Consigne 1
Selon l'extrait fourni ci-dessous, par qui Nandi et ses enfants sont-ils accueillis après leur fuite ?
Consigne 2
Indiquez, pour chaque affirmation, si elle concorde avec l'extrait fourni ci-dessous en répondant par oui ou par non, et citez les mots de l'extrait qui en décident : (a) Nandi est la fille du chef de la maison des Elangeni ; (b) Senzankakhona Kajama n'avait aucune épouse lorsqu'il courtisa Nandi ; (c) la mère de Nandi survit au voyage.

*** Extrait fourni ***

Quand les héroïnes enfantent des combattants

Ces quatre femmes ont influencé le cours de l’histoire. De par leur engagement et leur parcours, elles ont marqué leur époque en posant des actions fortes qui ont permis de faire avancer la lutte pour l’émancipation des peuples. Militantes et mères, elles ont enfanté des progénitures à qui elles transmirent cette bravoure en héritage. Ces fils de guerrières devinrent naturellement eux-mêmes des guerriers.

1/ Nandi (vers 1760-1827) est la mère du grand et redoutable Shaka Zulu. Cette très belle femme à l’orgueil particulièrement développé, est la fille du chef de la maison des Elangeni dans le Kwazulu Natal. Senzankakhona Kajama, prince de la maison des Zulus, est séduit par sa beauté et la courtise bien qu’il ait déjà deux femmes.

Bien que Nandi ne se laisse pas facilement séduire et ne soit aucunement impressionnée par son statut de prince, elle finit par succomber à ses avances et tombe enceinte. Sous les conseils de l’entourage du prince, Nandi est rejetée. Elle retourne dans la maison des Elangeni et subit avec les siens les moqueries du peuple ainsi que la famine. Elle fuit avec ses enfants et sa mère, qui mourra durant le voyage. Sa progéniture et elle seront accueillis par Dingiswayo, chef de la tribu des Mthetwa, qui entretiendra la famille.

*** Jeu de données ***

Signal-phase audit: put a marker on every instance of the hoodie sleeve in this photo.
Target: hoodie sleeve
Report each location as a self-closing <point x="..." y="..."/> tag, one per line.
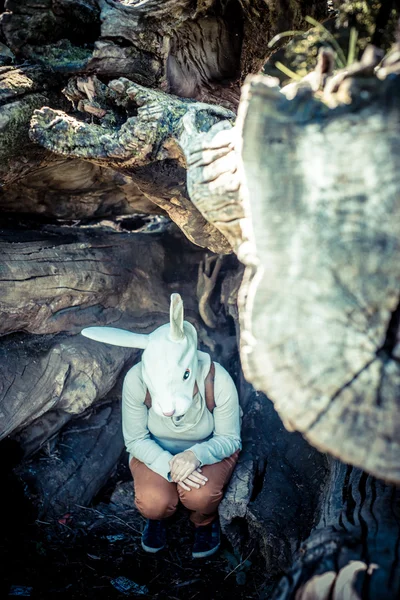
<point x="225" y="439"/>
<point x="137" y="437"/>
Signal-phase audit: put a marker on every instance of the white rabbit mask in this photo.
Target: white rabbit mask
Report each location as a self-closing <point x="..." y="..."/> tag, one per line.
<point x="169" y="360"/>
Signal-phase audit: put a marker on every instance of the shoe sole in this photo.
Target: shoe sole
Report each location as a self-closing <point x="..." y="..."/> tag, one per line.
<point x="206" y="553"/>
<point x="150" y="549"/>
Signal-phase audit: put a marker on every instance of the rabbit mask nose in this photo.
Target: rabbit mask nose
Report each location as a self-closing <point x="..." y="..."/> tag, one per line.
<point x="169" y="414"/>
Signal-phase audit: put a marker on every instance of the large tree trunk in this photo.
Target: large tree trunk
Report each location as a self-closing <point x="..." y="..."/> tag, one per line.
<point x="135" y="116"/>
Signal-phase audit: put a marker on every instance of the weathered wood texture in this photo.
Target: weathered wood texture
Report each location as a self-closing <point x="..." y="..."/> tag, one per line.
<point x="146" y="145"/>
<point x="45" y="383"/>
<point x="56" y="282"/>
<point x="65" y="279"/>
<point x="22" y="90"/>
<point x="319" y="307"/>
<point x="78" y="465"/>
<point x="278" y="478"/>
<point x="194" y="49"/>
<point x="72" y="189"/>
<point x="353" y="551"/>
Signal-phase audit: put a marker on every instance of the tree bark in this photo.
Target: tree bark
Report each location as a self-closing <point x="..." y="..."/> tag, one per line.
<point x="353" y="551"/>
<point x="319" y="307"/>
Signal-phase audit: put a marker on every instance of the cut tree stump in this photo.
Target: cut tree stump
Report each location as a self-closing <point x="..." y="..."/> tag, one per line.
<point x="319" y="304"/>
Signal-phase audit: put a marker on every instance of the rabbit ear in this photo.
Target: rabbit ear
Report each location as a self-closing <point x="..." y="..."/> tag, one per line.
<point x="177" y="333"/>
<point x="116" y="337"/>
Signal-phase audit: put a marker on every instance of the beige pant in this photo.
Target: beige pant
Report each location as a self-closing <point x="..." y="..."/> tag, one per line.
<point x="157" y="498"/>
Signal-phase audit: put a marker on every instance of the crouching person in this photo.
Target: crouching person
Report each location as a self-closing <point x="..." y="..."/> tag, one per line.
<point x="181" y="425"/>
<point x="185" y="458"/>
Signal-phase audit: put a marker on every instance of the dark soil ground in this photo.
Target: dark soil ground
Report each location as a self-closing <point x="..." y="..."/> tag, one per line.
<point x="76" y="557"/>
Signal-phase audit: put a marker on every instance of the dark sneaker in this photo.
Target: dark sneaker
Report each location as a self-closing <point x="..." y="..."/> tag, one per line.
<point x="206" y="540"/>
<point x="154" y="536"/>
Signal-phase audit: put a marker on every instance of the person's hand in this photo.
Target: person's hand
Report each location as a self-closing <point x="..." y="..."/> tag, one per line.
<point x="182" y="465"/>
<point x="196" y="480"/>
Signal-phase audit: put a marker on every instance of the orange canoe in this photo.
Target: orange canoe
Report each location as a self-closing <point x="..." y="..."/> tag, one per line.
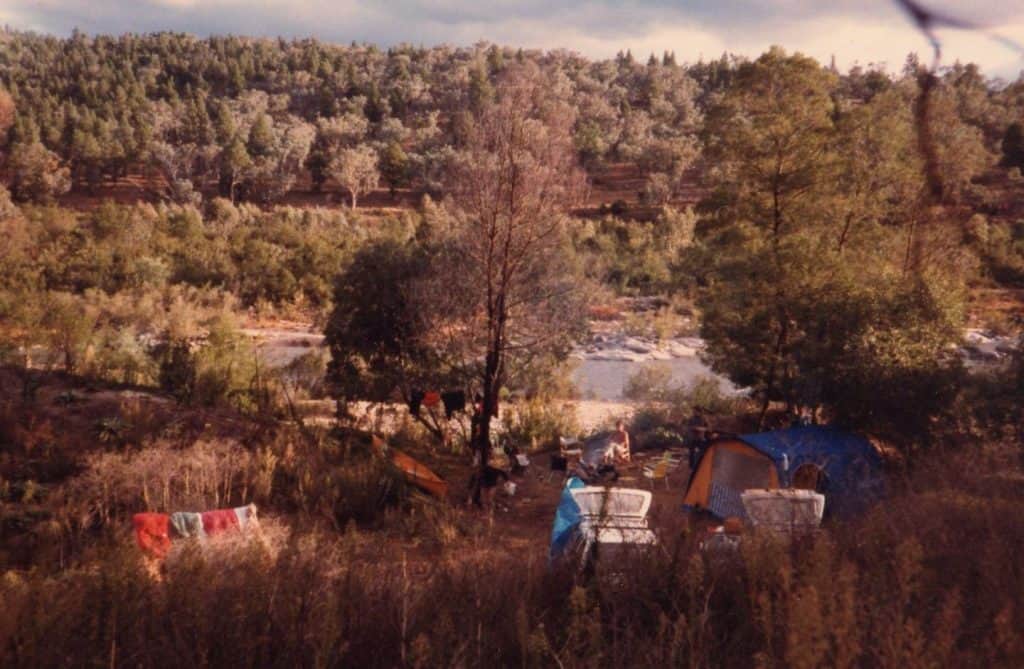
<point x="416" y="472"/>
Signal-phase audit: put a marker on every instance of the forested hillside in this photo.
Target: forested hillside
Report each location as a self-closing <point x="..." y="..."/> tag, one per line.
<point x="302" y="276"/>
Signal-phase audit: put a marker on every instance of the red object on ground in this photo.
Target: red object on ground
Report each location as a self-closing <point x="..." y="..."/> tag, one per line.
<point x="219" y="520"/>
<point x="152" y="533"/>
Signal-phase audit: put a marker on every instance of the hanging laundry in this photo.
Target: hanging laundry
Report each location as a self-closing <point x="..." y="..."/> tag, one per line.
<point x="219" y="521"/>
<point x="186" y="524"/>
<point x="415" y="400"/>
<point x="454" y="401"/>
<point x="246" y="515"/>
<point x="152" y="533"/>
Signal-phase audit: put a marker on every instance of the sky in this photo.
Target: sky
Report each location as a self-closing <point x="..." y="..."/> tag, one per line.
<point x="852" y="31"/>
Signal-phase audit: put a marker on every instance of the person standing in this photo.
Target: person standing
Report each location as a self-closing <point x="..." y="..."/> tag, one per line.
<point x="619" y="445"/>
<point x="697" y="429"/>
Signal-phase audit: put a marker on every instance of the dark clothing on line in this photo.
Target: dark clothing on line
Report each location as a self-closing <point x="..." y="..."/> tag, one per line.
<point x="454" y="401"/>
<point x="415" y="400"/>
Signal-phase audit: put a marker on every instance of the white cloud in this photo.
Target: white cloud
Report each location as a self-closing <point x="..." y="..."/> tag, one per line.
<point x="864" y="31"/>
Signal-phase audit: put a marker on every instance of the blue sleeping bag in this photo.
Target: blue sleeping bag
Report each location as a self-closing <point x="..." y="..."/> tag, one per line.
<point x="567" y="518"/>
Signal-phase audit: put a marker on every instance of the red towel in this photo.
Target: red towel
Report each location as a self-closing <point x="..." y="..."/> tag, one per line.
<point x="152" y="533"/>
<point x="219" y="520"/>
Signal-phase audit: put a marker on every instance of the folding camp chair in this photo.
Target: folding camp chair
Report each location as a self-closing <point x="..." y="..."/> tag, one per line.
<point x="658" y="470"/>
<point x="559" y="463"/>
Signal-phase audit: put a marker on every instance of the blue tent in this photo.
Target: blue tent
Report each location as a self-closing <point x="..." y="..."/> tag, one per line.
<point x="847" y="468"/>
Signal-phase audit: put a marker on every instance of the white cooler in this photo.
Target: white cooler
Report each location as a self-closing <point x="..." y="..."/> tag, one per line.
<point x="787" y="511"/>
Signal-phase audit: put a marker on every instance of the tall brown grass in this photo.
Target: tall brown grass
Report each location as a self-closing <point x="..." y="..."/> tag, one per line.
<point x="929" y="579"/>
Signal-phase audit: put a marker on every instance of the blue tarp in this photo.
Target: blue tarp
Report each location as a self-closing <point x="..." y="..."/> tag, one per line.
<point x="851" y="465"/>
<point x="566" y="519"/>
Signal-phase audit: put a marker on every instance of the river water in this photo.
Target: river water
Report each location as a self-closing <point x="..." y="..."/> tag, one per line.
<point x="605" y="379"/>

***

Corrigé détaillé 1
Ils sont accueillis par Dingiswayo, chef de la tribu des Mthetwa.

Corrigé détaillé 2
(a) Oui : « est la fille du chef de la maison des Elangeni dans le Kwazulu Natal ».
(b) Non : « bien qu’il ait déjà deux femmes ».
(c) Non : « sa mère, qui mourra durant le voyage ».